* **Exercise task**: Put every line from the start of the data through the line containing "column 176, row 127" into a JSON list of strings, with one string per line and blank lines omitted.
= = = = = = =
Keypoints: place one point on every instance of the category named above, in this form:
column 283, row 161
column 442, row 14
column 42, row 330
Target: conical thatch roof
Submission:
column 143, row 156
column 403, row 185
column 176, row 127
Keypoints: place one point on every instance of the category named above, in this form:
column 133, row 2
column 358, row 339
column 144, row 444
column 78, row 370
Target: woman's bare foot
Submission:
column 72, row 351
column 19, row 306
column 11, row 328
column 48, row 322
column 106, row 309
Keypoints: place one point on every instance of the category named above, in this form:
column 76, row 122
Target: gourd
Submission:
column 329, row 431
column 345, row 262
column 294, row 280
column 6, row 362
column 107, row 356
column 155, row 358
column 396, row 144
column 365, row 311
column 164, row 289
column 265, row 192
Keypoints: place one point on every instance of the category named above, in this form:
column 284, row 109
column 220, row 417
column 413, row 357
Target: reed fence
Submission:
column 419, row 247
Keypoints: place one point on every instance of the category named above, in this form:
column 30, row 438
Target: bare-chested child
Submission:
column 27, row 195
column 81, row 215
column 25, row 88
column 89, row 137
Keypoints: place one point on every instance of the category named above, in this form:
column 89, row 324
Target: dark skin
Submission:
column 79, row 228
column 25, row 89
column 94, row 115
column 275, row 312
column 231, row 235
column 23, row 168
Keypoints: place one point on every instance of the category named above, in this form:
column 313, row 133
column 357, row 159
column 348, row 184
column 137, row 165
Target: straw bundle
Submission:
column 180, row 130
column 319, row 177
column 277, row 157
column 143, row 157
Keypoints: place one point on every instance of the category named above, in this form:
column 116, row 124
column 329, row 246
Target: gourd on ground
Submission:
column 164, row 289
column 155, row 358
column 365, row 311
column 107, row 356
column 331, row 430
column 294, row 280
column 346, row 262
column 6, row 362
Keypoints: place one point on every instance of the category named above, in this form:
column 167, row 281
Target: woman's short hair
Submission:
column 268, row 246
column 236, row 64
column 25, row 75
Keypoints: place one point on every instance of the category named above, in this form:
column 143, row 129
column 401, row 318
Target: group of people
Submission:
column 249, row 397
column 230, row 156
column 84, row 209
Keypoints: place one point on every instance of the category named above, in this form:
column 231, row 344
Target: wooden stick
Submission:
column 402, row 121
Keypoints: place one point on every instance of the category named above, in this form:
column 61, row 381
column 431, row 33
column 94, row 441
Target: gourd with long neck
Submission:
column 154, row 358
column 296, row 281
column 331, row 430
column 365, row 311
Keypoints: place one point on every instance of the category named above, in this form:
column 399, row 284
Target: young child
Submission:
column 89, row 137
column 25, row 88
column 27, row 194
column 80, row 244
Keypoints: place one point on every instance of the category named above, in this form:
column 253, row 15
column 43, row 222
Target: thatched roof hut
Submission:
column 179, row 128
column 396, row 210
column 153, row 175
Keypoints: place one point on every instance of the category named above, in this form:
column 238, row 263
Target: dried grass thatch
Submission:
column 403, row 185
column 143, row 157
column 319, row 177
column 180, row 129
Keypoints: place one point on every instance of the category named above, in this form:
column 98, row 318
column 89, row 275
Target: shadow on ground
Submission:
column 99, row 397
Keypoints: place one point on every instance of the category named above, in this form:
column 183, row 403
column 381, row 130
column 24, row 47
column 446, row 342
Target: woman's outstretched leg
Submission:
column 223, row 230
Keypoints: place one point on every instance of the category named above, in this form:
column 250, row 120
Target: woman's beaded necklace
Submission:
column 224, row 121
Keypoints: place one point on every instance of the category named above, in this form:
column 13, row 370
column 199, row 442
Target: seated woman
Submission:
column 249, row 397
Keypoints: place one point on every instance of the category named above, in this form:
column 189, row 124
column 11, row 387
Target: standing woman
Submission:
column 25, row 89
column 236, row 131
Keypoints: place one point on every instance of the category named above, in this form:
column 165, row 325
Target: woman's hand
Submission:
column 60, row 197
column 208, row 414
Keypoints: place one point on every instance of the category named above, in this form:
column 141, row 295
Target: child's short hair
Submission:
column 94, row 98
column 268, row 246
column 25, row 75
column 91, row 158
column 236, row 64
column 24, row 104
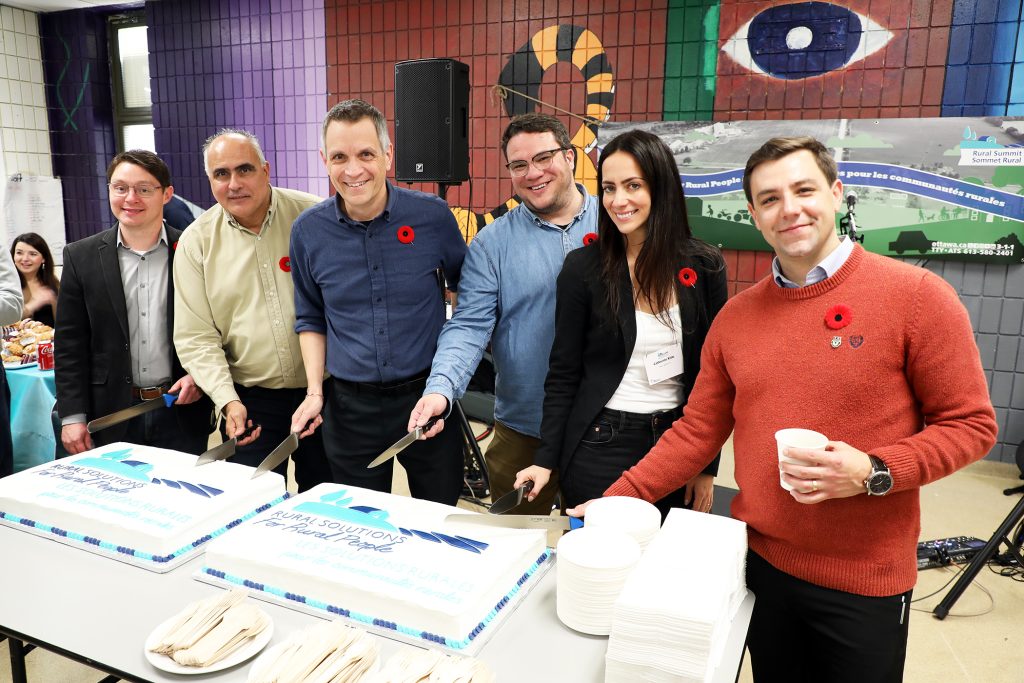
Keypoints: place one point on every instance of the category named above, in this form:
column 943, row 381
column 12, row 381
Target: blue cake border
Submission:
column 91, row 543
column 337, row 610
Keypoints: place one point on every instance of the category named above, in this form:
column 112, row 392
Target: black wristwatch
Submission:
column 880, row 481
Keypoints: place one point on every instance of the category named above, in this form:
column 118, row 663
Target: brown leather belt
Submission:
column 147, row 393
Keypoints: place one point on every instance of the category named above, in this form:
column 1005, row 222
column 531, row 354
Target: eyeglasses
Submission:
column 145, row 191
column 540, row 161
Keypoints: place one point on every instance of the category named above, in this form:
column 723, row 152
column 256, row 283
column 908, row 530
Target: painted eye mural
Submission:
column 803, row 40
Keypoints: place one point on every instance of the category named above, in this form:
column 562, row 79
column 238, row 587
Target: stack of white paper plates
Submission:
column 674, row 613
column 638, row 518
column 593, row 564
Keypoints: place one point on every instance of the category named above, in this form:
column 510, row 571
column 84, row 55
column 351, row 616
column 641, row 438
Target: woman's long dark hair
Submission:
column 669, row 244
column 46, row 274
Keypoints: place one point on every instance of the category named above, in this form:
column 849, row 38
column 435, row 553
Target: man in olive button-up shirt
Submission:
column 235, row 313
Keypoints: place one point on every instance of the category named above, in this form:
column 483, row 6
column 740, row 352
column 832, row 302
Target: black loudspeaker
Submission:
column 431, row 122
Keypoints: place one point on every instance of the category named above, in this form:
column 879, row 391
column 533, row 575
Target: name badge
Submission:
column 664, row 364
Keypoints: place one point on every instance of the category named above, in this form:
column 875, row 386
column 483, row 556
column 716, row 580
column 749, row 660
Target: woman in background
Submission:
column 39, row 284
column 631, row 317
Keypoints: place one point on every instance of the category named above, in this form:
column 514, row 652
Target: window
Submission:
column 130, row 76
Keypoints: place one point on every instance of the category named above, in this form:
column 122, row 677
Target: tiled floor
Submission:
column 982, row 640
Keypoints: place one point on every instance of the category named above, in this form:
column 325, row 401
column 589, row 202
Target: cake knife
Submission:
column 118, row 417
column 511, row 500
column 402, row 443
column 225, row 450
column 516, row 521
column 279, row 455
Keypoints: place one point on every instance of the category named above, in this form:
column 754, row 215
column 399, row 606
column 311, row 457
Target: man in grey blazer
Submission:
column 113, row 343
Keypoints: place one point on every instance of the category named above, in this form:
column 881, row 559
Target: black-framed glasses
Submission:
column 541, row 161
column 143, row 190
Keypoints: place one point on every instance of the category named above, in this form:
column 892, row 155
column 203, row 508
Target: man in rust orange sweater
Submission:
column 877, row 354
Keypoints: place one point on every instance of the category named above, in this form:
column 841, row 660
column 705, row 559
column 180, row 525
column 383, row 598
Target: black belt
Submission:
column 401, row 386
column 148, row 393
column 655, row 419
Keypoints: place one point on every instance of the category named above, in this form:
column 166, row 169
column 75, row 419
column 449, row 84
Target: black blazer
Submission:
column 592, row 350
column 91, row 354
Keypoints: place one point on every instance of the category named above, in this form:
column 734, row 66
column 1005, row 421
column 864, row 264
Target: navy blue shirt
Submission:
column 374, row 289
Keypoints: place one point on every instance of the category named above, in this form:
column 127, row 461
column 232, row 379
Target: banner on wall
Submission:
column 35, row 204
column 944, row 187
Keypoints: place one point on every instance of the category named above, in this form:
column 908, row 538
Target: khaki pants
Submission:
column 510, row 452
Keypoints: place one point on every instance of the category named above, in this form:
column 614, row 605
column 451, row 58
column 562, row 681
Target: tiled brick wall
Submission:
column 986, row 48
column 902, row 79
column 26, row 140
column 690, row 59
column 253, row 65
column 275, row 67
column 81, row 119
column 366, row 38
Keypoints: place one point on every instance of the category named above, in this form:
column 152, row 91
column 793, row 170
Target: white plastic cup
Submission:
column 799, row 438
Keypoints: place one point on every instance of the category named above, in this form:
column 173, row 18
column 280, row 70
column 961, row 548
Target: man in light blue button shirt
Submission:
column 507, row 297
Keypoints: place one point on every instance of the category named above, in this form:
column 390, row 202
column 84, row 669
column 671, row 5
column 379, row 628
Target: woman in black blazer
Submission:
column 632, row 313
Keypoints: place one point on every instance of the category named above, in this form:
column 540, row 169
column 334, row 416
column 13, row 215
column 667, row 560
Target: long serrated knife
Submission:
column 516, row 521
column 225, row 450
column 402, row 443
column 511, row 501
column 123, row 415
column 279, row 455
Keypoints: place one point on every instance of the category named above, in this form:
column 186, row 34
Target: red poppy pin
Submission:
column 839, row 316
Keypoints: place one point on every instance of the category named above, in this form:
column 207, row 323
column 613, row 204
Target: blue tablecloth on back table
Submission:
column 32, row 398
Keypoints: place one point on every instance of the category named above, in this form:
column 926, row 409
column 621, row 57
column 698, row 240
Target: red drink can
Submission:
column 45, row 352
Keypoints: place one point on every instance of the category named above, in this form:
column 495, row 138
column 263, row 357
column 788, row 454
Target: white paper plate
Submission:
column 247, row 651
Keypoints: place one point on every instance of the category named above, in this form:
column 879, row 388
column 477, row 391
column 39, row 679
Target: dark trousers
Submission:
column 361, row 420
column 162, row 429
column 612, row 443
column 6, row 447
column 802, row 632
column 272, row 409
= = = = = = =
* **Result of this exercise**:
[
  "Keypoints: place one point on every instance of the category named above, in this form:",
  "column 283, row 161",
  "column 442, row 14",
  "column 42, row 330",
  "Target: conical thatch roof",
  "Submission:",
  "column 143, row 156",
  "column 403, row 185",
  "column 176, row 127"
]